Now both senators, Portman and Cardin introduced their latest bill, the Retirement Security and Savings Act of 2021, last May. It was presented, like the others, as a collection of reforms to benefit families and small businesses. “Americans need to save more so they can retire with the dignity and stability they deserve,” Cardin said in a press release. “It’s an ongoing struggle, especially during the pandemic when millions of Americans were without work for months or longer and small businesses struggled.”

But Doran argues that Portman and Cardin’s efforts, alongside similar initiatives, were never crafted with the little guy in mind. Such bills “promised to improve retirement income security for everyone, but instead they delivered expensive and unnecessary tax subsidies to higher-income families and a windfall to the financial services industry.”

 

Indeed, when celebrating their legislative record, the senators choose their words carefully. They boast of booming total retirement savings—now an estimated $35 trillion—while neglecting to mention how those numbers are skewed toward well-off Americans. “The lawyers, accountants, and wealth managers to the super-rich have fracked every corner of the tax code, especially tax-advantaged retirement programs, to extract benefits for their wealthy clients,” says Chuck Collins, director of the Program on Inequality and the Common Good at the Institute for Policy Studies and author of 2021’s The Wealth Hoarders.

EXERCISES TO COMPLETE:
**A)** Decide whether each statement agrees with the retirement savings passage. Answer yes or no for each, and quote the words that settle it.
(i) The senators introduced the Retirement Security and Savings Act of 2021 last May.
(ii) Doran says the bills were designed with the little guy in mind.
(iii) Total retirement savings are estimated at $35 trillion.
**B)** Answer each question using the retirement savings passage.
(i) Who said in a press release that Americans need to save more?
(ii) Which program does Chuck Collins direct?
(iii) What book did Chuck Collins write?
The rows play no part in this work.

(Stored items from a collection)
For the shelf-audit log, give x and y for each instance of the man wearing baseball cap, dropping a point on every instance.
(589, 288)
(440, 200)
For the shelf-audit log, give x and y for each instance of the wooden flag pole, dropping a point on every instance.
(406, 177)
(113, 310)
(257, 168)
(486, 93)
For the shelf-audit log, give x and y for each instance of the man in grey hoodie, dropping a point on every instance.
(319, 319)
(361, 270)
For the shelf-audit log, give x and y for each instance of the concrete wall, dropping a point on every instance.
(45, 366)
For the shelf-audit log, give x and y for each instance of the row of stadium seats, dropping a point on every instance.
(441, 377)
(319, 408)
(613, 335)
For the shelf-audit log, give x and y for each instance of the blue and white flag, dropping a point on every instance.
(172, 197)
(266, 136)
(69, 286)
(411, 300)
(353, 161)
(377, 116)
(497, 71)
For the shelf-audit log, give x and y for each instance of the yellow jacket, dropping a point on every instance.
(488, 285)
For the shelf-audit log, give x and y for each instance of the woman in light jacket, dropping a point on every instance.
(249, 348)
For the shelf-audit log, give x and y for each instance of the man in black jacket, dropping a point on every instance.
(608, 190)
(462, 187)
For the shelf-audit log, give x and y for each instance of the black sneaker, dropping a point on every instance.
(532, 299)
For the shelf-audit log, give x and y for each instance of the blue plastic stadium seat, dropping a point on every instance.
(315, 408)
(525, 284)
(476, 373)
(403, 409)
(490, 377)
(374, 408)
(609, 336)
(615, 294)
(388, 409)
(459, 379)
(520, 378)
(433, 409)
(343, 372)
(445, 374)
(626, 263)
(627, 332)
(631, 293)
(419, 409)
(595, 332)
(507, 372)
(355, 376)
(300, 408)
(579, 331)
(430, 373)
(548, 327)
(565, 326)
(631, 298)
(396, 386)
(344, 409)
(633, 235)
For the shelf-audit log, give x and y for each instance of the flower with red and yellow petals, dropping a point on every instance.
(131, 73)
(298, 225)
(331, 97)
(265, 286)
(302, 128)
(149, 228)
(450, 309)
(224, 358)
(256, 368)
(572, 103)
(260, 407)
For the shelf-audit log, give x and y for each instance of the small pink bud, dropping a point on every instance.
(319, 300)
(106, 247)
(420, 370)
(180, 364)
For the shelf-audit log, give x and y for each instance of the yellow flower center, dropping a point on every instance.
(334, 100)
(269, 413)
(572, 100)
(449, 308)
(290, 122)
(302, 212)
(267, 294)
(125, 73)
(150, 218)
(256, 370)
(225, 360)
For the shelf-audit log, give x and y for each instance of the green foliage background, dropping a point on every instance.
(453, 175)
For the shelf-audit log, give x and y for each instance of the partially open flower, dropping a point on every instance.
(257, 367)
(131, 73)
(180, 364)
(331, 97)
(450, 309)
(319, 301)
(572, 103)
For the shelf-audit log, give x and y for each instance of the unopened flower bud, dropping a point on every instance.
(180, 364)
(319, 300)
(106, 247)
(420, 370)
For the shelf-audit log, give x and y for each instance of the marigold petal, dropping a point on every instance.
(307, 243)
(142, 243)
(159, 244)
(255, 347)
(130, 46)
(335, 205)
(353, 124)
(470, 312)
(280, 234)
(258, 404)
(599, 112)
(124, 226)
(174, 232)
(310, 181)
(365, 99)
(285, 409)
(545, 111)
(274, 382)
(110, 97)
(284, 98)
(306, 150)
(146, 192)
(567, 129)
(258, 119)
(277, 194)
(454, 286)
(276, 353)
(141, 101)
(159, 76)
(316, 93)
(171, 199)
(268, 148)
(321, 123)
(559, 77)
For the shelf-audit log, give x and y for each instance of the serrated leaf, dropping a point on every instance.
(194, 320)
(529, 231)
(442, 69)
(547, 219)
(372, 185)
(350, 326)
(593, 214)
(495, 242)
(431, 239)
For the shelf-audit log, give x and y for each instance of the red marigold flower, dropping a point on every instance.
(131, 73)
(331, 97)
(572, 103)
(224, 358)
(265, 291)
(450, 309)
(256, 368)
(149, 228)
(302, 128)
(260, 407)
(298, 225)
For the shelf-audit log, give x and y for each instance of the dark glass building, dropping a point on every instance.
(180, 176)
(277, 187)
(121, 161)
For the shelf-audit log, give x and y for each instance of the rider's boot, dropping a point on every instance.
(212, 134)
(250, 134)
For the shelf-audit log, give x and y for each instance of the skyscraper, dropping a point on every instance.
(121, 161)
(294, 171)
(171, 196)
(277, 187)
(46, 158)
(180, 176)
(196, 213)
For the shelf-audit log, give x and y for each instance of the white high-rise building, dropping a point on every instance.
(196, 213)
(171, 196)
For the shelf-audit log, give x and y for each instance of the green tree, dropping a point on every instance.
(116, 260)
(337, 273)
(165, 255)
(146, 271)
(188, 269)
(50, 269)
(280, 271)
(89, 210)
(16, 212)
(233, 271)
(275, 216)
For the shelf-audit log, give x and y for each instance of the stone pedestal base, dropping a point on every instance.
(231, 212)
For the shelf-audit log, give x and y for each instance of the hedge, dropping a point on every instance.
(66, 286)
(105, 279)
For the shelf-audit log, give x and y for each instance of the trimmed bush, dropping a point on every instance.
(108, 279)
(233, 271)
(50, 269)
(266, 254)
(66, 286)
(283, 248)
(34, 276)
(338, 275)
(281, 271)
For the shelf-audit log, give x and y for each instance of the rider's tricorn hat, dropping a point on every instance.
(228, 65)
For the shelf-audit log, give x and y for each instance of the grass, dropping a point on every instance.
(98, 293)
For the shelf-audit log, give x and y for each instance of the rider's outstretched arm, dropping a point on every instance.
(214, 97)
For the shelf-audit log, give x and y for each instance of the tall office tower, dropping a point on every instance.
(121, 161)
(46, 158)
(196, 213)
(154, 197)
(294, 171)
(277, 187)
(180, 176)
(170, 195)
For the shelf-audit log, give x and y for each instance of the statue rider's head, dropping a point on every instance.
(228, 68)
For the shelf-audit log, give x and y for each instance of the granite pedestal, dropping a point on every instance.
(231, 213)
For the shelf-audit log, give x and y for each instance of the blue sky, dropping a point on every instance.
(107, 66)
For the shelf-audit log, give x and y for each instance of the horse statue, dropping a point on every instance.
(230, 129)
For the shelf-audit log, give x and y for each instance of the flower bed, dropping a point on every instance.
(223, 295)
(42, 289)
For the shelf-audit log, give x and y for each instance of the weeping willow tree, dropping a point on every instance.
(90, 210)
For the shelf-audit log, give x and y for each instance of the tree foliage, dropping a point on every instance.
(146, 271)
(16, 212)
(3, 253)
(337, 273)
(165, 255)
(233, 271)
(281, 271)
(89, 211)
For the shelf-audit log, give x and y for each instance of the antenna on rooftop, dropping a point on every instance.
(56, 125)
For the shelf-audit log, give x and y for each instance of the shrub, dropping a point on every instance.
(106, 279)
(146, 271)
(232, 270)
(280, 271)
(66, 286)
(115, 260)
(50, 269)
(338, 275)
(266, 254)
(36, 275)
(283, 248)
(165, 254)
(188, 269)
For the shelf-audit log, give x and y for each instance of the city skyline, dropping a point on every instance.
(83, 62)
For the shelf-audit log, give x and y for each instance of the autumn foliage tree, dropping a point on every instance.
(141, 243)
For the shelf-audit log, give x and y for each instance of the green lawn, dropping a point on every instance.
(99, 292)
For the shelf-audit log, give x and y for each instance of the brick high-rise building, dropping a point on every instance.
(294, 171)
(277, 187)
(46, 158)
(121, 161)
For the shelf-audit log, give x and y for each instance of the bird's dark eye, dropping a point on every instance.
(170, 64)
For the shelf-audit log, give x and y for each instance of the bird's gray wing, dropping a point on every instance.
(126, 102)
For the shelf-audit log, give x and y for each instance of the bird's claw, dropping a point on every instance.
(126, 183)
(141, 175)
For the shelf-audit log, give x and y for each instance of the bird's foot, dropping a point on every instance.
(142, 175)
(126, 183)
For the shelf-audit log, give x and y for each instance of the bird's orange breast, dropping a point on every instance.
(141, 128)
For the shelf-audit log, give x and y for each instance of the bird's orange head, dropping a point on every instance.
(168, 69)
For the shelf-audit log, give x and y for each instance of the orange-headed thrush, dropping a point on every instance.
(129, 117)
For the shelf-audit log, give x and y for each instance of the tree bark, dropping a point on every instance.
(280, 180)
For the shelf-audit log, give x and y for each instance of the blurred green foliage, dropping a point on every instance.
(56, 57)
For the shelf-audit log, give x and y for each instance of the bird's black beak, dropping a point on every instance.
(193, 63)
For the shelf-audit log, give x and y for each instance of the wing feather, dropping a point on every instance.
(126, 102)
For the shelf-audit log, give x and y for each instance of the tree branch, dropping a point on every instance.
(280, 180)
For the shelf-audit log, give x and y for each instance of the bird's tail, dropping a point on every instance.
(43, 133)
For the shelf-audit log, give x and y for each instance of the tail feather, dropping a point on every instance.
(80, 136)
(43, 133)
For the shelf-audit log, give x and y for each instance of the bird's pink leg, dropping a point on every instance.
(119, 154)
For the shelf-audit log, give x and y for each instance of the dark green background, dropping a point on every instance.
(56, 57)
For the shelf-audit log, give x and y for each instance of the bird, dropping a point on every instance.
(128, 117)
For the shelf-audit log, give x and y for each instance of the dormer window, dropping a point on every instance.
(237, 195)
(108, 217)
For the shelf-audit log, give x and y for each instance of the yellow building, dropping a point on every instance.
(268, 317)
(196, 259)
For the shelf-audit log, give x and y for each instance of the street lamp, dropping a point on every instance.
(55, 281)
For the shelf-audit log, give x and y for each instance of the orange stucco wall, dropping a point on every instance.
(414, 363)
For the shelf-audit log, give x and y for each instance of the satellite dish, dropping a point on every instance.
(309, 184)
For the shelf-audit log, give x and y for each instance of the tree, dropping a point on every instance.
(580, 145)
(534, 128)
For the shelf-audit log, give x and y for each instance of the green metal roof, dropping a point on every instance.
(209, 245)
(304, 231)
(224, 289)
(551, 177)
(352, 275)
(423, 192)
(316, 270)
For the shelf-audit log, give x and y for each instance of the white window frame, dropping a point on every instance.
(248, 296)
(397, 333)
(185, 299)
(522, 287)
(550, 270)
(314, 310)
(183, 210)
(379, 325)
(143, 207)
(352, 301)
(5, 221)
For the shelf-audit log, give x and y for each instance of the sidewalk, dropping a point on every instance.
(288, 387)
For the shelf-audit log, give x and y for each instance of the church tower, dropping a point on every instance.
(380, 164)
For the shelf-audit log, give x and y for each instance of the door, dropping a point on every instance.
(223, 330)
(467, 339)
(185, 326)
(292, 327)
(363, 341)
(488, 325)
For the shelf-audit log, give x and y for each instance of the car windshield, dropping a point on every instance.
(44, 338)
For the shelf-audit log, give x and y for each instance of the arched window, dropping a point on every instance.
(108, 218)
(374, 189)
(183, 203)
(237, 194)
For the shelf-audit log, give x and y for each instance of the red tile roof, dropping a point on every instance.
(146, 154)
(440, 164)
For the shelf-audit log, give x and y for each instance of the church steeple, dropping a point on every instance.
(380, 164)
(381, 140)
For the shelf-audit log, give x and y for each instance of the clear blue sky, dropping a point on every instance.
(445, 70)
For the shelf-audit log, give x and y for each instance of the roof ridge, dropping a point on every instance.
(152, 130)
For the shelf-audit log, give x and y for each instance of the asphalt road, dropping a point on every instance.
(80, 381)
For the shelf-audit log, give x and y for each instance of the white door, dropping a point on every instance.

WRITTEN ANSWERS:
**A)**
(i) Yes: "introduced their latest bill, the Retirement Security and Savings Act of 2021, last May"
(ii) No: "were never crafted with the little guy in mind"
(iii) Yes: "now an estimated $35 trillion"

**B)**
(i) Cardin
(ii) The Program on Inequality and the Common Good at the Institute for Policy Studies
(iii) The Wealth Hoarders